INSTRUCTIONS TO FOLLOW
How many lines of the data contain "long"? Reply with the number alone.

═════ INPUT DATA ═════

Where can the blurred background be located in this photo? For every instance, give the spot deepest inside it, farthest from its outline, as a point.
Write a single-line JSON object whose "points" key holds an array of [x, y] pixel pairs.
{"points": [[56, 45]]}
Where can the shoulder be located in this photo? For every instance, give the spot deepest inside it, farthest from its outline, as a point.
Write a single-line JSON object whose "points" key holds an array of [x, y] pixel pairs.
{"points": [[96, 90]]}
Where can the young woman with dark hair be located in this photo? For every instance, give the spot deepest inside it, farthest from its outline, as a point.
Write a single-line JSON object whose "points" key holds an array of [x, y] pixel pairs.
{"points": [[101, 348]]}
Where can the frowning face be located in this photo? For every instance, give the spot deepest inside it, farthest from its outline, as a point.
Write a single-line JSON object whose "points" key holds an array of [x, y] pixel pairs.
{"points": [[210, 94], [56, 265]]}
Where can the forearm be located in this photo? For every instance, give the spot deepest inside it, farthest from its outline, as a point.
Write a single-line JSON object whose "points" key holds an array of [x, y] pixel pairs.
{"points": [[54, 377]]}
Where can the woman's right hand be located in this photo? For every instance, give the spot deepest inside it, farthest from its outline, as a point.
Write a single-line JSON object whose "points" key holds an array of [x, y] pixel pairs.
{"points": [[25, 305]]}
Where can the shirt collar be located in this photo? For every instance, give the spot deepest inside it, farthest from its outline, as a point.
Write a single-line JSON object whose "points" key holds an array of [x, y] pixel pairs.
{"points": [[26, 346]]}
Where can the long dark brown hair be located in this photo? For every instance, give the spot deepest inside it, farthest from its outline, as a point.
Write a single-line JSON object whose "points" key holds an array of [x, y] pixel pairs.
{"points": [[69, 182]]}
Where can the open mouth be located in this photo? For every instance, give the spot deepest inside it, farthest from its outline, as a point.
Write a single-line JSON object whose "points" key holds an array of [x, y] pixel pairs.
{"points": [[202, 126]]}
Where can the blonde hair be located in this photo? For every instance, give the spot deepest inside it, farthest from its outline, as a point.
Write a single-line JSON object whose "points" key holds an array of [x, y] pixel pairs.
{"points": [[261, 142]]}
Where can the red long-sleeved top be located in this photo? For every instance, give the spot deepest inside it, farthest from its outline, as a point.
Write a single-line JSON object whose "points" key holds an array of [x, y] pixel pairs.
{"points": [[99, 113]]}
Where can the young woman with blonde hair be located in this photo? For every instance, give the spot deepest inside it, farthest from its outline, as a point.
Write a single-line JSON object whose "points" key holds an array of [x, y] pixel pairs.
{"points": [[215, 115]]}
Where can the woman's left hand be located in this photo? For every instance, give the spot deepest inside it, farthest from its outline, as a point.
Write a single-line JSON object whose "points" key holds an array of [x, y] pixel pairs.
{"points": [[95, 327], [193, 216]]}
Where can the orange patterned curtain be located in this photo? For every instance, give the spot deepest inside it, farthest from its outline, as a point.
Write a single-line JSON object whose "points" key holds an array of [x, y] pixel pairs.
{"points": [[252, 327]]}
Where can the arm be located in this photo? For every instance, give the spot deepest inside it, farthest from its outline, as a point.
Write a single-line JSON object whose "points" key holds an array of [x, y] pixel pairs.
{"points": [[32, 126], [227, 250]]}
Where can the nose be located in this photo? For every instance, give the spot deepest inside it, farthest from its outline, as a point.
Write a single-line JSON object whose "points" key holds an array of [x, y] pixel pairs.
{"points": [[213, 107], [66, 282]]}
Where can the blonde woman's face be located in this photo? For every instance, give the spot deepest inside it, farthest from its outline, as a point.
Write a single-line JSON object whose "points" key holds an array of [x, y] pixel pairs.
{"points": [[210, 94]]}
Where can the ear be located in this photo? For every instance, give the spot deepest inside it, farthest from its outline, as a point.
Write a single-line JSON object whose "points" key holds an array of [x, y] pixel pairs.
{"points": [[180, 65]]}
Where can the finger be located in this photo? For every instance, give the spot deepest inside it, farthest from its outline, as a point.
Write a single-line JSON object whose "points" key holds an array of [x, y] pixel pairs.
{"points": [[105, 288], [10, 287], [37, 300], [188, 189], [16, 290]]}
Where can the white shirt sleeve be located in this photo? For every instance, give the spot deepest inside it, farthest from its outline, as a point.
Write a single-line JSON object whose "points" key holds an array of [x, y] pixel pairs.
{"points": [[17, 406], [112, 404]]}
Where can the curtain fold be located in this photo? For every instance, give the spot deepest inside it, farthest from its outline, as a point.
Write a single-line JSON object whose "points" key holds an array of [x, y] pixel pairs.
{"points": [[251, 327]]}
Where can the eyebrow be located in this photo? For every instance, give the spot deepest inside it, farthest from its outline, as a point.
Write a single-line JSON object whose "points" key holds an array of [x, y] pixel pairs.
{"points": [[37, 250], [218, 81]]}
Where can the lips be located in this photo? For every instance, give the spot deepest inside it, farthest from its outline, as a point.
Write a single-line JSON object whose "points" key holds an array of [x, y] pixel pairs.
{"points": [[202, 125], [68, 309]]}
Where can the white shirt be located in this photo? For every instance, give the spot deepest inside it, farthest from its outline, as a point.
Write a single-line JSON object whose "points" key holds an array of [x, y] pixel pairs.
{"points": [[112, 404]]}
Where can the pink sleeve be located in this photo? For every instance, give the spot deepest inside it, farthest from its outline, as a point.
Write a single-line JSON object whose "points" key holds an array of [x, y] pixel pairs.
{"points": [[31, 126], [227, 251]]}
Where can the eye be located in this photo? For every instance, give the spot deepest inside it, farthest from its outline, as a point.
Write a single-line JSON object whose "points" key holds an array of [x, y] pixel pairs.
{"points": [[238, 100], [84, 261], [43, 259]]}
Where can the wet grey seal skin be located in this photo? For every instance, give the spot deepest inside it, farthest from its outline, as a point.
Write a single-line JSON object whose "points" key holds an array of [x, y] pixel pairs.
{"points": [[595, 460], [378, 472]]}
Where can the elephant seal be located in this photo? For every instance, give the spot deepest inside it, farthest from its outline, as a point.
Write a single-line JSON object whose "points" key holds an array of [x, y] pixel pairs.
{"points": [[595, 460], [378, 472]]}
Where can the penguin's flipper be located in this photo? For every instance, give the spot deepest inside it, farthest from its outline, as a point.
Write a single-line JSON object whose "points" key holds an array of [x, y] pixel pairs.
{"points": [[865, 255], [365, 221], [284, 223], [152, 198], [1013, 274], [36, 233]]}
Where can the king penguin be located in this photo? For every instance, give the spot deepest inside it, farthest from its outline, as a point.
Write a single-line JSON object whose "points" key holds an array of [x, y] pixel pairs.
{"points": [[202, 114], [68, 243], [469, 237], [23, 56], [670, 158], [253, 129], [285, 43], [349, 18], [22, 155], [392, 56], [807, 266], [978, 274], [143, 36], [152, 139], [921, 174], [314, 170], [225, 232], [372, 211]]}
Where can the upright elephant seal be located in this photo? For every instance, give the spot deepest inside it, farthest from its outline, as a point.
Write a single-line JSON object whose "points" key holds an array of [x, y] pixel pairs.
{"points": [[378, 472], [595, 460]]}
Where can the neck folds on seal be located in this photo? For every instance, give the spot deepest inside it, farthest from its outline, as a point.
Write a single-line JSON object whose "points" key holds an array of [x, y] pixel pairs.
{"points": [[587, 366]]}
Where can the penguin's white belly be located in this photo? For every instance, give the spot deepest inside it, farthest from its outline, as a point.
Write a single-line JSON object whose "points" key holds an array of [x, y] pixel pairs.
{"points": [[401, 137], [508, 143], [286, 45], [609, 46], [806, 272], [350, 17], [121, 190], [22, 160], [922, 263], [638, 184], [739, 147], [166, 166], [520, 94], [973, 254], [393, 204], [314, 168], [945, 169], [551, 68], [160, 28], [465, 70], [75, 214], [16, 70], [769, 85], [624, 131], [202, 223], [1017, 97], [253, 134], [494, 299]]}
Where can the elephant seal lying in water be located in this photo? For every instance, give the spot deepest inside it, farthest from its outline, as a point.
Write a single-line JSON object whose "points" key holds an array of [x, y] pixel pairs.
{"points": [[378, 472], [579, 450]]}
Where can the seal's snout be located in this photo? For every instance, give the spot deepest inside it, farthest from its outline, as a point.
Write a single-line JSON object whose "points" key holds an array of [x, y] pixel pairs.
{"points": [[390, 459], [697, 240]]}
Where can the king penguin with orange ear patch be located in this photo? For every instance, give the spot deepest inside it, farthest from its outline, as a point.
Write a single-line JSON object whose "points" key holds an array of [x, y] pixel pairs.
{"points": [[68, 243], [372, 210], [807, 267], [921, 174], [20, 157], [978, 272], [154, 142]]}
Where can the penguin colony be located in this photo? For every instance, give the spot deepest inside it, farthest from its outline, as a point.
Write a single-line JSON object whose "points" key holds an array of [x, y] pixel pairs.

═════

COMPLETED EXERCISE
2